Today, as some of you may have seen, Mosaic announced its inaugural governance assembly. This diverse group of NGO and grassroots leaders, working together with funders, will lead a new national initiative focused on strengthening movement infrastructure to better support the environmental field—the advocates, activists, and organizations who are pursuing clean air and water, a safe climate, healthy and just communities for all, and protection of nature.
Personally, and for our Foundation, I am grateful to have had the opportunity to guide the development of Mosaic and, now help launch it as a member of its governance assembly. This group is comprised of an extraordinary set of leaders, who together embody the diversity of our field, as people, and in terms of the mosaic of organizational types, sizes, geographies, issue focus, and approaches they collectively represent.
The willingness of each member of the assembly to serve the field at this moment of unparalleled disruption is a testament to a spirit of commitment and shared purpose. For over two years, I felt and saw firsthand this ethos reflected by over one hundred nonprofit, grassroots, and philanthropic partners who helped co-generate Mosaic through workshops, video conferences, polls, and scores of one-on-one conversations. The fundamental mission that emerged is bold and systemic in nature: strengthening three critical capacities central to the success of any movement—the ability to connect and form productive relationships, sort and select priorities, and take scaled action that generates greater impact.
Mosaic will achieve these goals by making grants to fund six critical types of shared field-wide tools and resources like communications, leadership development, data, training, backbone services, advocacy tools, and relationships and trust. Grant decisions in response to open requests for proposals (RFPs) will be made transparently by the field-led governance assembly. These grants will help harness the power of collective impact and accelerate the environmental field’s capacity to keep up with the pace and scale of change.

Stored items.
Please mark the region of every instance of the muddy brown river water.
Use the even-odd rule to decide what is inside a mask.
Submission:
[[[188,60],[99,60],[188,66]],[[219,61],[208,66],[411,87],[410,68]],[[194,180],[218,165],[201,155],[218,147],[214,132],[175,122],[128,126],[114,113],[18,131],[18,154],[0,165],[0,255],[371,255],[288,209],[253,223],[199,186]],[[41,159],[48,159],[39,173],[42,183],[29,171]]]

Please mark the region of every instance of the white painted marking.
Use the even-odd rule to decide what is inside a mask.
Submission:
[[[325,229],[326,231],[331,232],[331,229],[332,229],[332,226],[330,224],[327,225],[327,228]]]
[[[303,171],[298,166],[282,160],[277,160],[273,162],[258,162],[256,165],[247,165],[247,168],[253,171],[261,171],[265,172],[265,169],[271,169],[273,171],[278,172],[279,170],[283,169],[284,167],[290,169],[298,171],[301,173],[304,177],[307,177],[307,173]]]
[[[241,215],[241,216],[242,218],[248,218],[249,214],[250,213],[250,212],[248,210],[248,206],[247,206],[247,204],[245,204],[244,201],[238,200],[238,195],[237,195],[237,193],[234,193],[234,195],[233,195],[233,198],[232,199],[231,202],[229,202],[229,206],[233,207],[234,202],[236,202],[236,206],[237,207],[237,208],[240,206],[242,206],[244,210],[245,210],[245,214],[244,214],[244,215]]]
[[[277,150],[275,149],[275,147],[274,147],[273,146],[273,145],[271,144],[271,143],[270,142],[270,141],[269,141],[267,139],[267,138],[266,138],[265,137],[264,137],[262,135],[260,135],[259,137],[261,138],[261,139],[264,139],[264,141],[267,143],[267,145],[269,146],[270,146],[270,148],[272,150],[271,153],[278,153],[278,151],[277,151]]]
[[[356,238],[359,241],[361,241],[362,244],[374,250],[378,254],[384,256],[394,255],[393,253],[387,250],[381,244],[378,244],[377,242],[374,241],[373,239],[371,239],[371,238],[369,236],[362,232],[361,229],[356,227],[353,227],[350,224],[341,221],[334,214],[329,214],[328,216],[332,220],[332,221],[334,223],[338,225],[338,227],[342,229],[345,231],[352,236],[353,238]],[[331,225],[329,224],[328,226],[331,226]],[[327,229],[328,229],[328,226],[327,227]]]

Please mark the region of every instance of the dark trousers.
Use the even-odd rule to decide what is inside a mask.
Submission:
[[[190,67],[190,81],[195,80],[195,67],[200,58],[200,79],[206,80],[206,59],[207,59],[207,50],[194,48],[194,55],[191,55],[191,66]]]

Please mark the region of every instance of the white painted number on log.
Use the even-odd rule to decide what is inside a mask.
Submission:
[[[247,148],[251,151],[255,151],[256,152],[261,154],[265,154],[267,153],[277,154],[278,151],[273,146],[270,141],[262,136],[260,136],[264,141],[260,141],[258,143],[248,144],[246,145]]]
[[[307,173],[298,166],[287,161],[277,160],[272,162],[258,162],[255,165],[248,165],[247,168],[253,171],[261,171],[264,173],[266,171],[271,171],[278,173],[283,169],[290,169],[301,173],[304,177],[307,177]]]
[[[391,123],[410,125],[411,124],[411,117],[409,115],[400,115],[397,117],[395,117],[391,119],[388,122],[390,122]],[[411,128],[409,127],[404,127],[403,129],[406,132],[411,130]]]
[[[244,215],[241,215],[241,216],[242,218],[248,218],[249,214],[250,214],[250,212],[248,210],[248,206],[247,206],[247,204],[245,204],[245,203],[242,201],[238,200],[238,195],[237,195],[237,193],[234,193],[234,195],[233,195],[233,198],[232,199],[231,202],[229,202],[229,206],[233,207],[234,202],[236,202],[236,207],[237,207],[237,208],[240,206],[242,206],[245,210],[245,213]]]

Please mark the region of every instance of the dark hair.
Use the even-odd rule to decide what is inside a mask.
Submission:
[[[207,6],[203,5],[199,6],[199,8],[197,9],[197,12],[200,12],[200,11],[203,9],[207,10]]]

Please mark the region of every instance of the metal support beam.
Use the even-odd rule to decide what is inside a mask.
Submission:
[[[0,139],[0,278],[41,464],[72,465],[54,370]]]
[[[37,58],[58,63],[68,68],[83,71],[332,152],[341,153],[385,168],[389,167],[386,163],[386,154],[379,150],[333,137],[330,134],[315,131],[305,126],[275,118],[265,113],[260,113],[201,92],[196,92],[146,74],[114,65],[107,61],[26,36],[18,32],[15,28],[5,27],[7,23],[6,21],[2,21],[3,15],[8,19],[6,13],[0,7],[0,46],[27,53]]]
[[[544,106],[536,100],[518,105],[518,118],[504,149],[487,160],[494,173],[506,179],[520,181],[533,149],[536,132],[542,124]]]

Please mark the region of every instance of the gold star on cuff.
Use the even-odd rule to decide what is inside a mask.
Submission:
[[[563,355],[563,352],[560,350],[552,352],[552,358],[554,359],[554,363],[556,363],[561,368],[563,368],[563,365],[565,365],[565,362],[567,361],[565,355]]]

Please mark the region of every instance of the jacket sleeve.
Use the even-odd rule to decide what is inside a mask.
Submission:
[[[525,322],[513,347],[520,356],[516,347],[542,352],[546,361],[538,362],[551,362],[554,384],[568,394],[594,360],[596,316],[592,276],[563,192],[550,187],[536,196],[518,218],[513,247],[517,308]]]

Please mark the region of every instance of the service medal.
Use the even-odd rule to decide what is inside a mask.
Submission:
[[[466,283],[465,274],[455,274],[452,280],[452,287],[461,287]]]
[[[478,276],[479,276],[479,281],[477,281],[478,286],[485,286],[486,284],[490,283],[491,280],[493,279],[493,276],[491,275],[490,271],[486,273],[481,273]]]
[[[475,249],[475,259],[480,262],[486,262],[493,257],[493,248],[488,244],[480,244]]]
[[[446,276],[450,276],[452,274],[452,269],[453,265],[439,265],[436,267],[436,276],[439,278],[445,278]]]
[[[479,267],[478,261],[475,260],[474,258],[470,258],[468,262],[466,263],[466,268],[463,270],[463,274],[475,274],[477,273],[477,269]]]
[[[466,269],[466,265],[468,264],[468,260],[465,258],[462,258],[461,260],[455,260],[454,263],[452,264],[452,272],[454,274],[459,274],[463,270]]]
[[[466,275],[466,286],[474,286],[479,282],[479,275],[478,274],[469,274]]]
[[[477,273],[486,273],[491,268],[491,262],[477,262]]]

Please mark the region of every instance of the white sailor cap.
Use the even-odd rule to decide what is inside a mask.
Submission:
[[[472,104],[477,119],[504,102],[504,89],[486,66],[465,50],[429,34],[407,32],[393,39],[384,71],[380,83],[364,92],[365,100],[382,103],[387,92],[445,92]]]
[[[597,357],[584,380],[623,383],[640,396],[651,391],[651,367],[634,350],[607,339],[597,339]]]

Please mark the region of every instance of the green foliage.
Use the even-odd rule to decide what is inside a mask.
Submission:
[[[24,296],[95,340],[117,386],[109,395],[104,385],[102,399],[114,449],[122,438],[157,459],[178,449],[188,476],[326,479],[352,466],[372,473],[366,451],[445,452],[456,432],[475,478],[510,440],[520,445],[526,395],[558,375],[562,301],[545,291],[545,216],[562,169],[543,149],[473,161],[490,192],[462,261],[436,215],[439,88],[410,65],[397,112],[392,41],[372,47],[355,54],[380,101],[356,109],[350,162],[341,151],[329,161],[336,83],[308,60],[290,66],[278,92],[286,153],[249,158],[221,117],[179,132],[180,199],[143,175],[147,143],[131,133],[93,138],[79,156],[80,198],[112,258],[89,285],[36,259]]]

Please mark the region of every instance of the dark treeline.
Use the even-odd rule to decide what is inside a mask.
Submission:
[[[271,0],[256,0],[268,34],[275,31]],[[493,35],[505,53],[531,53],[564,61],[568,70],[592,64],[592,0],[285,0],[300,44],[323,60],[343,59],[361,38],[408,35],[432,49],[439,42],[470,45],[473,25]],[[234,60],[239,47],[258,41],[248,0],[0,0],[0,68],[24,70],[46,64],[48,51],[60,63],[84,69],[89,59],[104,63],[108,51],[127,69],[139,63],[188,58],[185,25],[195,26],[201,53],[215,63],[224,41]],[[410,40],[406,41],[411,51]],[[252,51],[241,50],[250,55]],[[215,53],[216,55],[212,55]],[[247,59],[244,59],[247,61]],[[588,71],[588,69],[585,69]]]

QUESTIONS.
a) Print the passage on Mosaic verbatim, beginning at the words "Today, as some" and stopping after the words "they collectively represent.".
b) Answer the following questions using the passage on Mosaic:
(i) What did Mosaic announce today?
(ii) How many nonprofit, grassroots, and philanthropic partners helped co-generate Mosaic?
(iii) Who will make grant decisions in response to open requests for proposals?
c) Pick up the passage on Mosaic after its final sentence and continue it in the same formal voice.

RESULTS IN ORDER.
a)
Today, as some of you may have seen, Mosaic announced its inaugural governance assembly. This diverse group of NGO and grassroots leaders, working together with funders, will lead a new national initiative focused on strengthening movement infrastructure to better support the environmental field—the advocates, activists, and organizations who are pursuing clean air and water, a safe climate, healthy and just communities for all, and protection of nature.
Personally, and for our Foundation, I am grateful to have had the opportunity to guide the development of Mosaic and, now help launch it as a member of its governance assembly. This group is comprised of an extraordinary set of leaders, who together embody the diversity of our field, as people, and in terms of the mosaic of organizational types, sizes, geographies, issue focus, and approaches they collectively represent.

b)
(i) Its inaugural governance assembly.
(ii) Over one hundred.
(iii) The field-led governance assembly.

c)
At a moment like this, addressing challenges ranging from the unequal pollution burdens that many communities bear to the impacts of climate change can seem particularly overwhelming. But the pandemic reminds us of the importance of our common bonds, of our fundamental interdependence, and even—in the profound, sudden, and unexpected impacts we’re all experiencing—of the possibility and reality of change. Mosaic exists to help achieve the results we can only attain together. The willingness of so many NGOs and grassroots organizations, as well as Mosaic’s dozen-plus funders, to help advance its vision is, itself, an expression of energy, possibility—and, at least to me, of hope.
As Rebecca Solnit writes in Hope in the Dark, “hope locates itself in the premises that we don’t know what will happen and that in the spaciousness of uncertainty is room to act. When you recognize uncertainty, you recognize that you may be able to influence the outcomes – you alone or you in concert with a few dozen or several million others.” Mosaic is, at its root, hopeful, in the sense I think Solnit means. It is about, together, seeing and defining the space to act. And, together, creating more of the connections and tools that can influence big outcomes.
So, join the Mosaic community if you can and are so inclined (click on “tell me more”). Look out for the first RFP soon—a rapid-response effort to help organizations transition to effective decentralized work. And be well.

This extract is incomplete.